Return every line below that contains the word "porch", counting only matches with identical capitalization.
>> start Working data
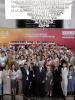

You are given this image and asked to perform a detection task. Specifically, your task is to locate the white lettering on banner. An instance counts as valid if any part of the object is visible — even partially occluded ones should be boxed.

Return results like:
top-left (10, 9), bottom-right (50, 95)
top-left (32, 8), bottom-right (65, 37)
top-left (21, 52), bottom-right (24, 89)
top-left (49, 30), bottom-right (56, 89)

top-left (5, 0), bottom-right (31, 19)
top-left (5, 0), bottom-right (71, 19)
top-left (62, 31), bottom-right (75, 38)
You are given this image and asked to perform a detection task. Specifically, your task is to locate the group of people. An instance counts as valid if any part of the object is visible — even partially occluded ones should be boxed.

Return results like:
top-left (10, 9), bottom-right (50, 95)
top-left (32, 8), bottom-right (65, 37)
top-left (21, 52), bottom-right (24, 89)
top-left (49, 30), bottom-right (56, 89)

top-left (0, 43), bottom-right (75, 97)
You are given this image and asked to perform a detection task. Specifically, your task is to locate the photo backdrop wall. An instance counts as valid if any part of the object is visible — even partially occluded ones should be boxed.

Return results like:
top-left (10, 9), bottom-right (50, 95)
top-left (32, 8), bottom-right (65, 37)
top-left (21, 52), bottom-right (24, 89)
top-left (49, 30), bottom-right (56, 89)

top-left (0, 28), bottom-right (75, 51)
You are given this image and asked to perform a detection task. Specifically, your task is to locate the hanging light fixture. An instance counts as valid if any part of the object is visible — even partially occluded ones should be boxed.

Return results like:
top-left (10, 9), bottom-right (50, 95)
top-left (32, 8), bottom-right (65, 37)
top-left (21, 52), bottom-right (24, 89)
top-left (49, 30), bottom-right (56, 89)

top-left (15, 0), bottom-right (73, 27)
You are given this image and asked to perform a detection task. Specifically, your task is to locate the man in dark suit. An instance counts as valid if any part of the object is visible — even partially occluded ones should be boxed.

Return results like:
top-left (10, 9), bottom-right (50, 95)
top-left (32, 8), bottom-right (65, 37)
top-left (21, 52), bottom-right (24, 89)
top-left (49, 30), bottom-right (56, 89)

top-left (21, 64), bottom-right (30, 97)
top-left (35, 64), bottom-right (46, 97)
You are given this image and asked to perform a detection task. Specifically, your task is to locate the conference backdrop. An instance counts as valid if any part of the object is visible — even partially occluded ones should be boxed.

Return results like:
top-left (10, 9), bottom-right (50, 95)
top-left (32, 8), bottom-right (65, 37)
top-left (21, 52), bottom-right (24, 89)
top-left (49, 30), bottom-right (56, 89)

top-left (0, 28), bottom-right (75, 51)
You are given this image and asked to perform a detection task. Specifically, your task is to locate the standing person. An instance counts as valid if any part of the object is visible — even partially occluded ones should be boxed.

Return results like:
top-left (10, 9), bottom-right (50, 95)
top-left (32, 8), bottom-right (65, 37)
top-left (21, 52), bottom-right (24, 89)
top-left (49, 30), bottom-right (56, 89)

top-left (0, 51), bottom-right (7, 69)
top-left (73, 65), bottom-right (75, 100)
top-left (62, 61), bottom-right (68, 96)
top-left (46, 66), bottom-right (53, 96)
top-left (21, 63), bottom-right (29, 97)
top-left (68, 65), bottom-right (74, 95)
top-left (10, 64), bottom-right (17, 95)
top-left (3, 66), bottom-right (11, 94)
top-left (52, 61), bottom-right (63, 97)
top-left (35, 64), bottom-right (46, 97)
top-left (16, 65), bottom-right (22, 94)
top-left (0, 66), bottom-right (3, 100)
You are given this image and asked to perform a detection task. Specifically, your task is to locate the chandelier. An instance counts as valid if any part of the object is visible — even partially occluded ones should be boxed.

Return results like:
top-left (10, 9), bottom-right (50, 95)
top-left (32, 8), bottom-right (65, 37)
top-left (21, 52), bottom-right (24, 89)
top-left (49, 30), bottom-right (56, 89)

top-left (20, 0), bottom-right (73, 27)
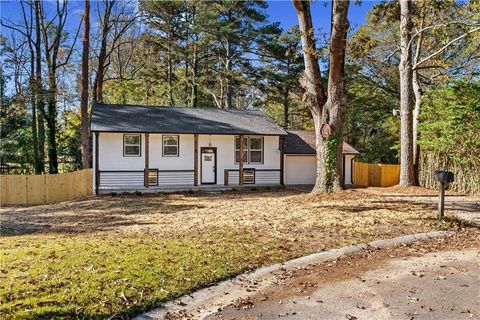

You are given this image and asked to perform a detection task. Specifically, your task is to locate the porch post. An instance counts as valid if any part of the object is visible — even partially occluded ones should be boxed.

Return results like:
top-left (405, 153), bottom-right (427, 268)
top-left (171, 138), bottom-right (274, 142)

top-left (193, 133), bottom-right (198, 186)
top-left (238, 134), bottom-right (245, 186)
top-left (143, 133), bottom-right (150, 188)
top-left (278, 136), bottom-right (285, 186)
top-left (95, 132), bottom-right (100, 195)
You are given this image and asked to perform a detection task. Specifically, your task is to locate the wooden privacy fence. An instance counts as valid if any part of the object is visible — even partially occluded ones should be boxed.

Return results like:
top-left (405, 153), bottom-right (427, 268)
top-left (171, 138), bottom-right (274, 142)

top-left (353, 161), bottom-right (400, 187)
top-left (0, 169), bottom-right (93, 205)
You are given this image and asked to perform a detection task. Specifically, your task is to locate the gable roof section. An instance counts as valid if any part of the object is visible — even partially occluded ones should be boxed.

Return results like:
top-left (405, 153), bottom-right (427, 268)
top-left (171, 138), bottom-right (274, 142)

top-left (91, 104), bottom-right (287, 135)
top-left (283, 131), bottom-right (360, 154)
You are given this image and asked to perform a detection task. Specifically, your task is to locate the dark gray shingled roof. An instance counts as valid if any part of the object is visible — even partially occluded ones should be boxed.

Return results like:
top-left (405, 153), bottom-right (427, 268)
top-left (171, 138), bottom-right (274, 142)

top-left (91, 104), bottom-right (287, 135)
top-left (283, 131), bottom-right (360, 154)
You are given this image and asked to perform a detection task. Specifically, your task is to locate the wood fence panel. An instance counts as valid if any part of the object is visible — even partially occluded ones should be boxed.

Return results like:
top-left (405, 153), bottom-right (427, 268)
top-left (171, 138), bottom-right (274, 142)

top-left (353, 161), bottom-right (400, 187)
top-left (0, 169), bottom-right (93, 205)
top-left (368, 163), bottom-right (382, 187)
top-left (381, 164), bottom-right (400, 187)
top-left (353, 161), bottom-right (368, 187)
top-left (26, 175), bottom-right (46, 205)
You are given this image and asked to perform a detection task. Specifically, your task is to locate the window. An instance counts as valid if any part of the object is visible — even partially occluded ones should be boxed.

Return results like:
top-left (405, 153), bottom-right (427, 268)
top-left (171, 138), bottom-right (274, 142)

top-left (235, 137), bottom-right (263, 163)
top-left (163, 136), bottom-right (178, 157)
top-left (123, 134), bottom-right (142, 157)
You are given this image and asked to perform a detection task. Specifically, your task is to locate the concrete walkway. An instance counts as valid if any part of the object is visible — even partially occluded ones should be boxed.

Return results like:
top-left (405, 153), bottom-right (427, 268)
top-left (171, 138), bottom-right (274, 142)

top-left (136, 231), bottom-right (453, 320)
top-left (137, 190), bottom-right (480, 320)
top-left (208, 249), bottom-right (480, 320)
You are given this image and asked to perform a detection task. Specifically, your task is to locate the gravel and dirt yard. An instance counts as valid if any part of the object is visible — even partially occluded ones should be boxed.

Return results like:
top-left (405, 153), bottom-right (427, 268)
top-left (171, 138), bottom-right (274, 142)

top-left (0, 189), bottom-right (476, 318)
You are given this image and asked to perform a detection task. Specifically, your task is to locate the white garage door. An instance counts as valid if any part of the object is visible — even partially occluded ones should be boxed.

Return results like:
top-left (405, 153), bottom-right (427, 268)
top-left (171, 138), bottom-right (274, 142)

top-left (285, 155), bottom-right (317, 184)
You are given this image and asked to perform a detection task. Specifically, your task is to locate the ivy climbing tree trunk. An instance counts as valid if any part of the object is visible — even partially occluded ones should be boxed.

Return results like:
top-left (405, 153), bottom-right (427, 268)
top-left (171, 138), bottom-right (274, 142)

top-left (398, 0), bottom-right (414, 187)
top-left (80, 0), bottom-right (91, 169)
top-left (293, 0), bottom-right (350, 192)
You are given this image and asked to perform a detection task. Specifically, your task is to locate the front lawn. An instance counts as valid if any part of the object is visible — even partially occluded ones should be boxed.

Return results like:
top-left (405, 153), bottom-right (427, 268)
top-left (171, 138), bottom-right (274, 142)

top-left (0, 190), bottom-right (462, 318)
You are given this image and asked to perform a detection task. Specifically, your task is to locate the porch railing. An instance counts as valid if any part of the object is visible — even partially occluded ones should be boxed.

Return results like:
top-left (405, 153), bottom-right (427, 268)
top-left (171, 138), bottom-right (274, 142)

top-left (224, 168), bottom-right (281, 186)
top-left (98, 169), bottom-right (194, 188)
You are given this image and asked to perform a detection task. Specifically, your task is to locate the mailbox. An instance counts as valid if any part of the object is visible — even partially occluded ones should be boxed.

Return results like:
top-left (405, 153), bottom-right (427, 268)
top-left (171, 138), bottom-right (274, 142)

top-left (433, 170), bottom-right (455, 183)
top-left (433, 170), bottom-right (455, 222)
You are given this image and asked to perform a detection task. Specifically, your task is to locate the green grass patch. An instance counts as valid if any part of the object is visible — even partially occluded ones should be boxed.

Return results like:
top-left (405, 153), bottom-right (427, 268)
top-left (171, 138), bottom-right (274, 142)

top-left (0, 232), bottom-right (284, 319)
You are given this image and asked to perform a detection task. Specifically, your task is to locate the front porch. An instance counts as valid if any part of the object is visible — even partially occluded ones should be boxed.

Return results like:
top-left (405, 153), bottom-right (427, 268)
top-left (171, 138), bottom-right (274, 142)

top-left (94, 132), bottom-right (283, 194)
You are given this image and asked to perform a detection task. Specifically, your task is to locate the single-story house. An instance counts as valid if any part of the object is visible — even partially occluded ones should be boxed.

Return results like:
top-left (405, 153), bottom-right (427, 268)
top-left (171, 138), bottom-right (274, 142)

top-left (91, 104), bottom-right (360, 193)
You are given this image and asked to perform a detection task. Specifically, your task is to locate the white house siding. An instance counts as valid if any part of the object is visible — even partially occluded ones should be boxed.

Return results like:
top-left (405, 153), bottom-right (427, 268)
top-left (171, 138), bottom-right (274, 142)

top-left (198, 135), bottom-right (280, 185)
top-left (94, 132), bottom-right (280, 189)
top-left (285, 154), bottom-right (355, 185)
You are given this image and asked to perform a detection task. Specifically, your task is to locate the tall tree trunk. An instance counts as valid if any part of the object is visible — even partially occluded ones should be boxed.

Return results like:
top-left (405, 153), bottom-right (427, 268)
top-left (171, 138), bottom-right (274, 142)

top-left (94, 36), bottom-right (108, 103)
top-left (80, 0), bottom-right (91, 169)
top-left (412, 71), bottom-right (423, 186)
top-left (283, 86), bottom-right (289, 130)
top-left (28, 29), bottom-right (42, 174)
top-left (398, 0), bottom-right (414, 187)
top-left (167, 29), bottom-right (175, 107)
top-left (293, 0), bottom-right (350, 192)
top-left (225, 41), bottom-right (233, 109)
top-left (412, 21), bottom-right (424, 186)
top-left (190, 39), bottom-right (198, 108)
top-left (46, 74), bottom-right (58, 173)
top-left (34, 1), bottom-right (45, 173)
top-left (93, 0), bottom-right (115, 103)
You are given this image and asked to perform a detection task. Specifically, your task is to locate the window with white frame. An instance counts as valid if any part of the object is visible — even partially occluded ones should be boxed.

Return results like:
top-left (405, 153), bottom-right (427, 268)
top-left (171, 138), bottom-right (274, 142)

top-left (162, 135), bottom-right (178, 157)
top-left (123, 134), bottom-right (142, 157)
top-left (235, 136), bottom-right (263, 163)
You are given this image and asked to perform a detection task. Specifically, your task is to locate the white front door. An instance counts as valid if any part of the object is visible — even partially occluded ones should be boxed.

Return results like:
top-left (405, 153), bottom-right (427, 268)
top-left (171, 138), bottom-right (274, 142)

top-left (202, 148), bottom-right (216, 184)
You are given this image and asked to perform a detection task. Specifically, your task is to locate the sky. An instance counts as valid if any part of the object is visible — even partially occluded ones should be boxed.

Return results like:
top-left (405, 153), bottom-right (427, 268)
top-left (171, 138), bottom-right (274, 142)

top-left (0, 0), bottom-right (379, 99)
top-left (0, 0), bottom-right (379, 39)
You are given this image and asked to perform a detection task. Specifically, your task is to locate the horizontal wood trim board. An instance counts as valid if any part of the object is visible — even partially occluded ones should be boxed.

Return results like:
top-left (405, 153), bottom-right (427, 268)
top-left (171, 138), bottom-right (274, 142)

top-left (92, 130), bottom-right (287, 137)
top-left (100, 169), bottom-right (194, 173)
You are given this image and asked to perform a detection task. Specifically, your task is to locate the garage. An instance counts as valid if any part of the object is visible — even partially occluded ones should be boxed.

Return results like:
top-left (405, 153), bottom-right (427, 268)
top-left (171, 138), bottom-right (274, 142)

top-left (285, 154), bottom-right (317, 184)
top-left (283, 131), bottom-right (359, 186)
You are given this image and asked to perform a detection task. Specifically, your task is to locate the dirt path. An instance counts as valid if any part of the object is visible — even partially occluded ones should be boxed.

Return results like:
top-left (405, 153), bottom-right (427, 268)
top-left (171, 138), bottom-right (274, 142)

top-left (208, 230), bottom-right (480, 320)
top-left (364, 187), bottom-right (480, 226)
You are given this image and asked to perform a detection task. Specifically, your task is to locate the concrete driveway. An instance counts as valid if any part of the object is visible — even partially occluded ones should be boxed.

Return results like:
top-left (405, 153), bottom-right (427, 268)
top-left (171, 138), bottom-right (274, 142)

top-left (208, 234), bottom-right (480, 320)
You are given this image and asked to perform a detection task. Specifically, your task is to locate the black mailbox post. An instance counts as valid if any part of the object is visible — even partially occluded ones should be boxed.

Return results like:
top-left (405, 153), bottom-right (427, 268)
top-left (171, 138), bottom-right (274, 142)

top-left (433, 170), bottom-right (455, 221)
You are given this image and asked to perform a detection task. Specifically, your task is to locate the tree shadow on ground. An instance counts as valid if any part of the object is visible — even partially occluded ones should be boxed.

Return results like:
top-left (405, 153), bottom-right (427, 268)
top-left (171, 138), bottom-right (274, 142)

top-left (0, 197), bottom-right (203, 236)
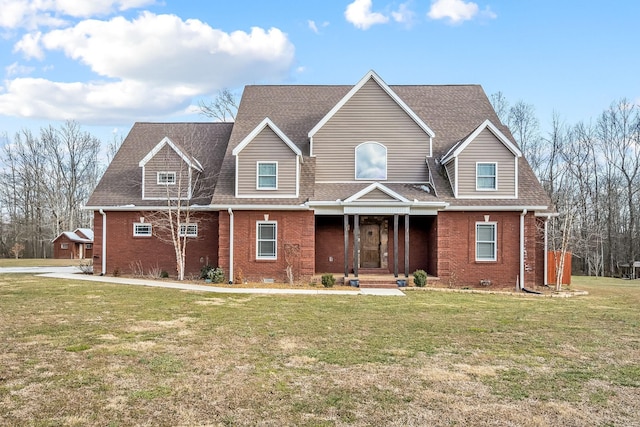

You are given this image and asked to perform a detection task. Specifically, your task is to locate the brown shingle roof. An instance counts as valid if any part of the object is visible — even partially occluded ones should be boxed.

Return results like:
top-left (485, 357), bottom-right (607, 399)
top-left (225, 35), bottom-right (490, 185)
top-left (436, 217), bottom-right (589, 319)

top-left (87, 123), bottom-right (233, 207)
top-left (213, 85), bottom-right (549, 206)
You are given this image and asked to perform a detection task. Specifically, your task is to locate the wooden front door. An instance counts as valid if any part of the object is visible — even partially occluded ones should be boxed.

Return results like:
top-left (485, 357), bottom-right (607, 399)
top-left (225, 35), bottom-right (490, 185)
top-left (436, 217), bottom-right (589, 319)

top-left (360, 224), bottom-right (380, 268)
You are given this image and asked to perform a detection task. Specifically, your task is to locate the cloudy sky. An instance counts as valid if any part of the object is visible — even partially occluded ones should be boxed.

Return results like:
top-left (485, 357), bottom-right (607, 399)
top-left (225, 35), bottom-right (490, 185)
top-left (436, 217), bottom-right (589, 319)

top-left (0, 0), bottom-right (640, 141)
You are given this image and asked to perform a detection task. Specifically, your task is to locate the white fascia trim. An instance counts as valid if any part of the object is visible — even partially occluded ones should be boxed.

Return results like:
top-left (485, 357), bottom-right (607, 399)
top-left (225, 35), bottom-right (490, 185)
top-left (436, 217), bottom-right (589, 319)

top-left (344, 182), bottom-right (410, 203)
top-left (207, 203), bottom-right (309, 211)
top-left (83, 205), bottom-right (213, 212)
top-left (446, 205), bottom-right (548, 212)
top-left (442, 119), bottom-right (522, 164)
top-left (138, 136), bottom-right (204, 172)
top-left (231, 117), bottom-right (302, 156)
top-left (309, 70), bottom-right (436, 138)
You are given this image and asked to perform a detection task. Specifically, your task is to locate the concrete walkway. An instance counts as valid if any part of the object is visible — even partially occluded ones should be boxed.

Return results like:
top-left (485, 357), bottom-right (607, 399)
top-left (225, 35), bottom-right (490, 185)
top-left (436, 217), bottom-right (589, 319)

top-left (35, 267), bottom-right (405, 297)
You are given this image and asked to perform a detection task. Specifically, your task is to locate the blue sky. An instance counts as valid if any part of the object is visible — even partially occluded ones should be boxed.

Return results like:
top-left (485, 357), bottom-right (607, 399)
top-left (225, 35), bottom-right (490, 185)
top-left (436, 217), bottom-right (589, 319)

top-left (0, 0), bottom-right (640, 143)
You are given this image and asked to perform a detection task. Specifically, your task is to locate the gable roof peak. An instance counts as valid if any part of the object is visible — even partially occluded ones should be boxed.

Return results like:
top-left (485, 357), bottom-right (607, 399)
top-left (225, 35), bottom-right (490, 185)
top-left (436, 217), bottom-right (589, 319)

top-left (231, 117), bottom-right (302, 156)
top-left (309, 70), bottom-right (436, 138)
top-left (138, 136), bottom-right (204, 172)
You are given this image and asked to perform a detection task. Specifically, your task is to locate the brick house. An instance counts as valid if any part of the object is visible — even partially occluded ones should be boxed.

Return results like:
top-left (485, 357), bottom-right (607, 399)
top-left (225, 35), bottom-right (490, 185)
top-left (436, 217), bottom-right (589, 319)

top-left (88, 71), bottom-right (550, 287)
top-left (53, 228), bottom-right (93, 259)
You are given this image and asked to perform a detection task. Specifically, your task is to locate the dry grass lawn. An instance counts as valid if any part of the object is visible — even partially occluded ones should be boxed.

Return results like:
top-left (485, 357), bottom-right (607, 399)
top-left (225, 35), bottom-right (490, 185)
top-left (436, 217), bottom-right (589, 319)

top-left (0, 275), bottom-right (640, 426)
>> end Working data
§ **Task answer**:
You are given this image and asked to perform a detection task. Specifically, your task is to locate the porch post. An instance counts as valid if any part of the object is visible — even partially occluded ones should be boxed.
You are given this image and asked to perform a detection task. Specifically, your task is to locate the porch railing. An instance counts as valid if any part of the object is visible — even partially occluded ones should be boxed.
You are given this image and asked to perform a detection task. Specifically, your task is to locate the front porch. An instance counts as valid if any part of the object is visible — even partially occluded ones should be boxed.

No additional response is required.